◆ REQUIREMENTS:
Could you rewrite the entire listing below as a numbered list, leaving out any blank lines?

-- start DATASET RECORDS --

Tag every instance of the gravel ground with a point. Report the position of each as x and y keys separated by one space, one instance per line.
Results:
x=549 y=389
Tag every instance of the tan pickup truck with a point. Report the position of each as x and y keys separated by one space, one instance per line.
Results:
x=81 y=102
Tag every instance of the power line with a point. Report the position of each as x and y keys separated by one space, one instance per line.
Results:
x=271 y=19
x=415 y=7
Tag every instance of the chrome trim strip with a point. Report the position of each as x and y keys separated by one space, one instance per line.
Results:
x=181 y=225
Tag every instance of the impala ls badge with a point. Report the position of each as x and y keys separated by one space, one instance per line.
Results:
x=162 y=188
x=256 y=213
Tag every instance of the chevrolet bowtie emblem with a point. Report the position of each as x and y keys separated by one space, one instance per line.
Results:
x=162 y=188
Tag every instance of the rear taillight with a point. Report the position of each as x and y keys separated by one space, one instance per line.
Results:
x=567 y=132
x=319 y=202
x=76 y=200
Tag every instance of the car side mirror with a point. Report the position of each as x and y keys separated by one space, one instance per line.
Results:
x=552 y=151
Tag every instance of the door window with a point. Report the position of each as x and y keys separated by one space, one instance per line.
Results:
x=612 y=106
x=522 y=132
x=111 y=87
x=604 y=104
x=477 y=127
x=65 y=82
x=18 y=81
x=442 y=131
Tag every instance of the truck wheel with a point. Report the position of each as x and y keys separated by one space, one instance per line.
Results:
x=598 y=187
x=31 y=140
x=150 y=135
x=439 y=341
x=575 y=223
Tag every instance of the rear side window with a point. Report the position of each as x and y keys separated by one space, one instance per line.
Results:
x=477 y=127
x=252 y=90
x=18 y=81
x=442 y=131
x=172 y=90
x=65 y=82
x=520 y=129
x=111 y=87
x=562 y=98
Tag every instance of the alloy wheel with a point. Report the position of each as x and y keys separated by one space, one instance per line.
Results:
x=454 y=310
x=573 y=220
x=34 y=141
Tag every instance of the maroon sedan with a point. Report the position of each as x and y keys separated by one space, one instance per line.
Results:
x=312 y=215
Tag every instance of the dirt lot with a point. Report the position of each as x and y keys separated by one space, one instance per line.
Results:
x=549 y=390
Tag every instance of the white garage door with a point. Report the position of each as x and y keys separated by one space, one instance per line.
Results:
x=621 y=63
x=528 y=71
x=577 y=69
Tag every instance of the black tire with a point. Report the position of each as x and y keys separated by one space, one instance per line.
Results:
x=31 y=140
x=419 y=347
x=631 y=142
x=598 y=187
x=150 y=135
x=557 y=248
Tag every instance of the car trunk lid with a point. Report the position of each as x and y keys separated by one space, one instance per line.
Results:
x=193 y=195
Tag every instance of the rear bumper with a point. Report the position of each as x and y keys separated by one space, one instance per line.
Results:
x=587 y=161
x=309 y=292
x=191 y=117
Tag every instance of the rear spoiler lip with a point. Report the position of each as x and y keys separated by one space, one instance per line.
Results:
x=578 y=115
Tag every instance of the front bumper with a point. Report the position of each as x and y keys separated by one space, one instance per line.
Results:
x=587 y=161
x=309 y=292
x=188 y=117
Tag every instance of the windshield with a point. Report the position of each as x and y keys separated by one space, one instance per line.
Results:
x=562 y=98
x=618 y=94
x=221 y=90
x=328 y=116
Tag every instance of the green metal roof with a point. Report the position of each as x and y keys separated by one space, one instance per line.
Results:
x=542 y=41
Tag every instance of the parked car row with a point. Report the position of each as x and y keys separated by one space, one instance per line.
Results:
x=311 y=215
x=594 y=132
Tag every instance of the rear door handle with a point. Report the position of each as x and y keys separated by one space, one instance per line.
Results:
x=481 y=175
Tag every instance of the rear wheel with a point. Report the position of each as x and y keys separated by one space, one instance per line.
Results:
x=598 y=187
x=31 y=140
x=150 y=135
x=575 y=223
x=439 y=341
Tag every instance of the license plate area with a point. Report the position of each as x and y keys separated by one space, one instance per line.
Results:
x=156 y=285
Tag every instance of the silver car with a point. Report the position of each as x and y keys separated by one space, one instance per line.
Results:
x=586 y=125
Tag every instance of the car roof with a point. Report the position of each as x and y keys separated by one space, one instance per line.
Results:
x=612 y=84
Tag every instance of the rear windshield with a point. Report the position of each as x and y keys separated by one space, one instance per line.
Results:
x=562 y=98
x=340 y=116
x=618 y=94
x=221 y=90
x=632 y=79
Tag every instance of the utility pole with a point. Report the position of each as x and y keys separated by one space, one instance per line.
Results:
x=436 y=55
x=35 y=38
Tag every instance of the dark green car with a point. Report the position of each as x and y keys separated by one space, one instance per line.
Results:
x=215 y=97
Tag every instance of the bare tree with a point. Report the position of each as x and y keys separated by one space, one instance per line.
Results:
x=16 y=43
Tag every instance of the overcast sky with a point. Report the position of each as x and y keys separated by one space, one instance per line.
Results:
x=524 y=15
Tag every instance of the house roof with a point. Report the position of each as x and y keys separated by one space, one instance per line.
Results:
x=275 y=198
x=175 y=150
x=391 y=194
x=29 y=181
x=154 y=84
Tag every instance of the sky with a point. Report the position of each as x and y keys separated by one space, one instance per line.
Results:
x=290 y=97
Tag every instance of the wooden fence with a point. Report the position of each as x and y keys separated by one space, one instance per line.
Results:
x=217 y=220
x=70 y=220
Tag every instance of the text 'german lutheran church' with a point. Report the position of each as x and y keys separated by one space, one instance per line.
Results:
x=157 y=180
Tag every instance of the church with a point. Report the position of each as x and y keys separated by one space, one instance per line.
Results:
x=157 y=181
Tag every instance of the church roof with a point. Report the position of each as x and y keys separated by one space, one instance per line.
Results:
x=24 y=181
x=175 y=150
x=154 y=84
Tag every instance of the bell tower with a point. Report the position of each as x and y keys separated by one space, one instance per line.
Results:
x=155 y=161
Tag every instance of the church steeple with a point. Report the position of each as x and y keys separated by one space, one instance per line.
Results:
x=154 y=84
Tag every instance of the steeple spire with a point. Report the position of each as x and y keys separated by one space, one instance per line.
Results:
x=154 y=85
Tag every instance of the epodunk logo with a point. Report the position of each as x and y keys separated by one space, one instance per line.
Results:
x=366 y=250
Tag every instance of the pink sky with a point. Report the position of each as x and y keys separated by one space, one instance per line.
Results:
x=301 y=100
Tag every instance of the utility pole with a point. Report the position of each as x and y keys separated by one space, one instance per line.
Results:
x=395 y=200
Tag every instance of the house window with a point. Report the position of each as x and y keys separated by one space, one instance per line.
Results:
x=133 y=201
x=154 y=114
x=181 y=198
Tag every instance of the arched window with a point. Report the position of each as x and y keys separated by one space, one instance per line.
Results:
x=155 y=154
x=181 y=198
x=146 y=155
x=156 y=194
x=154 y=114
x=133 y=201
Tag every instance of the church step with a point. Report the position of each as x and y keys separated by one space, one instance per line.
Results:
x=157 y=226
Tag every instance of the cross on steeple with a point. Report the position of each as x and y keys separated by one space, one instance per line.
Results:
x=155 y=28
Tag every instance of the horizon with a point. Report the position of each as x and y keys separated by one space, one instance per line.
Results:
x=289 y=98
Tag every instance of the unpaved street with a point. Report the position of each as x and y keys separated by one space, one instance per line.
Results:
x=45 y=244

-- end DATASET RECORDS --

◆ OUTPUT:
1. Tag every instance of the gravel ground with a point. Report the position of each as x and y keys separated by one space, one instance per line.
2. Results:
3. x=549 y=389
4. Tag every instance of the tan pickup truck with a point. Report the position of each as x and y keys separated by one space, one instance per line.
5. Results:
6. x=81 y=102
7. Tag every instance of the power line with a point. Report the position of each as x and y keys separated by one space, one instance per line.
8. Results:
9. x=271 y=19
10. x=415 y=7
11. Tag every instance of the chrome trim strip with a point. Report the position of each as x and y keys separated by one space, one instance per line.
12. Results:
13. x=181 y=225
14. Tag every instance of the impala ls badge with a point. Report the position of each as x and y keys separated by one space, one instance per line.
15. Results:
16. x=162 y=188
17. x=256 y=213
18. Tag every instance of the chevrolet bowtie emblem with a point. Report the position of each as x and y keys separated by one space, one instance per line.
19. Results:
20. x=162 y=188
21. Tag every instance of the rear taillight with a point. Report the position of each as x and y keys separated by one space, one instance per line.
22. Results:
23. x=567 y=132
24. x=319 y=202
25. x=76 y=200
26. Tag every instance of the car side mirror with a point. Report the position of each as x and y keys separated by one space, one instance per line.
27. Results:
28. x=552 y=151
29. Tag every instance of the door window with a point. Report the position of each as x and y keys separated by one space, one instance per line.
30. Results:
31. x=612 y=106
32. x=522 y=132
33. x=111 y=87
34. x=604 y=104
35. x=477 y=127
36. x=65 y=82
37. x=18 y=81
38. x=442 y=131
39. Tag every instance of the truck wheel with a point. Report the position of each as x and y keys separated by one space, one instance per line.
40. Results:
41. x=598 y=187
42. x=31 y=140
43. x=150 y=135
44. x=439 y=341
45. x=575 y=223
46. Tag every instance of the rear side window with a point. Report the position of each as x and y keys separated by one space, one instance per line.
47. Results:
48. x=477 y=127
49. x=252 y=90
50. x=18 y=81
51. x=442 y=131
52. x=172 y=90
53. x=65 y=82
54. x=520 y=129
55. x=111 y=87
56. x=562 y=98
57. Tag every instance of the alloy wheel with a point. Report the position of each as x and y keys separated by one space, one instance per line.
58. Results:
59. x=454 y=310
60. x=573 y=220
61. x=34 y=141
62. Tag every instance of the maroon sedan with a point. Report the position of each as x and y keys separated by one space, one instance per line.
63. Results:
64. x=312 y=215
65. Tag every instance of the dirt lot with a point. Report the position of each as x and y keys separated by one space, one instance per line.
66. Results:
67. x=549 y=390
68. Tag every instance of the white garage door with a point. Report the position of each as x and y keys separated by one space, one instance per line.
69. Results:
70. x=621 y=63
71. x=528 y=71
72. x=577 y=69
73. Tag every instance of the black tire with a point. Report the position of each as x and y keys separated by one space, one instance per line.
74. Results:
75. x=31 y=140
76. x=419 y=347
77. x=631 y=142
78. x=598 y=187
79. x=150 y=135
80. x=557 y=248
81. Tag every instance of the car trunk lid with a point. Report the position of each as x and y keys separated by one space, one instance per line.
82. Results:
83. x=193 y=195
84. Tag every instance of the rear bumper with a point. Report the position of each as x and y keys separated by one space, one instance per line.
85. Results:
86. x=587 y=161
87. x=309 y=292
88. x=191 y=117
89. Tag every instance of the rear spoiler lip with a point. Report the position of each as x and y keys separated by one space, one instance per line.
90. Results:
91. x=578 y=115
92. Tag every instance of the front bumper with a point. Report the position of each as x and y keys separated by one space, one instance per line.
93. Results:
94. x=587 y=161
95. x=309 y=292
96. x=188 y=117
97. Tag every instance of the windshield with a point. Report the position of each as x and y keys separated by one space, one instance per line.
98. Results:
99. x=562 y=98
100. x=618 y=94
101. x=221 y=90
102. x=328 y=116
103. Tag every instance of the green metal roof with a point. Report the position of each as x and y keys separated by one space, one instance per line.
104. Results:
105. x=542 y=41
106. Tag every instance of the parked car row with a point. Report the position of each as x and y keys separated by one space, one instance per line.
107. Results:
108. x=311 y=215
109. x=594 y=132
110. Tag every instance of the rear door handle with a point. Report the position of each as x and y keys separated by one space, one instance per line.
111. Results:
112. x=481 y=175
113. Tag every instance of the rear wheel with a point. Report the position of each as x and y keys separated by one space, one instance per line.
114. Results:
115. x=598 y=187
116. x=31 y=140
117. x=150 y=135
118. x=575 y=223
119. x=439 y=341
120. Tag every instance of the license plate area with a point. Report the position of each as x and y keys separated by one space, one instance per line.
121. Results:
122. x=156 y=285
123. Tag every instance of the silver car with a point. Report the position of each as x and y keys separated by one space, one instance per line.
124. Results:
125. x=586 y=125
126. Tag every instance of the car roof with a point. Report the position of each as x and y keys separated by one space, one instance per line.
127. Results:
128. x=612 y=84
129. Tag every instance of the rear windshield with a point. Report the position of each as x and y keys separated by one space, one instance per line.
130. Results:
131. x=562 y=98
132. x=340 y=116
133. x=618 y=94
134. x=221 y=90
135. x=632 y=79
136. Tag every instance of the utility pole with a point. Report the position of each as x and y keys separated by one space, one instance per line.
137. Results:
138. x=436 y=55
139. x=35 y=38
140. Tag every instance of the dark green car with a point. Report the position of each as x and y keys separated by one space, one instance per line.
141. Results:
142. x=215 y=97
143. Tag every instance of the bare tree with a point. Report the position of each as x and y keys separated by one space, one instance per line.
144. Results:
145. x=16 y=43
146. Tag every instance of the overcast sky with a point. Report the position of each as x and y keys separated by one space, one instance per line.
147. Results:
148. x=524 y=15
149. Tag every instance of the house roof with a point. Report the position of each as x and y keys separated by one space, one instance per line.
150. Results:
151. x=275 y=198
152. x=175 y=150
153. x=391 y=194
154. x=29 y=181
155. x=154 y=84
156. Tag every instance of the sky with a point. Report the position of each as x and y keys separated by one space, one instance per line.
157. Results:
158. x=290 y=97
159. Tag every instance of the wooden fence with a point. Report the position of each as x and y keys separated by one space, one instance per line.
160. Results:
161. x=217 y=220
162. x=70 y=220
163. Tag every instance of the text 'german lutheran church' with a point. Report the position of each as x and y keys separated by one space, one instance per line.
164. Results:
165. x=157 y=180
166. Tag every instance of the church with a point. Report the position of each as x and y keys separated by one space, one instance per line.
167. Results:
168. x=157 y=181
169. Tag every instance of the church roof with a point. Report the position of each as x and y keys separated by one space, one instance per line.
170. Results:
171. x=24 y=181
172. x=175 y=150
173. x=154 y=84
174. Tag every instance of the bell tower with a point. Report the position of each as x and y keys separated by one space, one instance per line.
175. Results:
176. x=155 y=161
177. Tag every instance of the church steeple with a point. Report the position of each as x and y keys separated by one space, one instance per line.
178. Results:
179. x=154 y=84
180. Tag every instance of the steeple spire with a point. Report the position of each as x and y keys separated by one space, one instance per line.
181. Results:
182. x=154 y=85
183. Tag every instance of the epodunk logo with a point. Report the position of each as x and y keys separated by one space, one instance per line.
184. Results:
185. x=366 y=250
186. Tag every instance of the pink sky with a point. Report the position of each as x and y keys separated by one space, one instance per line.
187. Results:
188. x=301 y=100
189. Tag every instance of the utility pole with a point. Report the position of each as x and y keys separated by one space, one instance per line.
190. Results:
191. x=395 y=200
192. Tag every instance of the house window with a point. Report the position of each as x and y keys separated by one space, one instance per line.
193. Results:
194. x=133 y=201
195. x=154 y=114
196. x=181 y=198
197. Tag every instance of the arched window with a point. Report the position of each as x and y keys separated by one space, one instance per line.
198. Results:
199. x=155 y=154
200. x=181 y=198
201. x=146 y=155
202. x=156 y=194
203. x=154 y=114
204. x=133 y=201
205. Tag every instance of the church step with a point. Report the position of each as x and y keys separated by one space, one instance per line.
206. Results:
207. x=157 y=226
208. Tag every instance of the cross on steeple with a point. Report the position of each as x and y keys separated by one space, one instance per line.
209. Results:
210. x=155 y=28
211. Tag every instance of the horizon with a point. Report the position of each as x and y keys separated by one space, one instance per line.
212. Results:
213. x=289 y=98
214. Tag every instance of the unpaved street with a point. Report the position of each as x and y keys separated by one space, one instance per line.
215. Results:
216. x=45 y=244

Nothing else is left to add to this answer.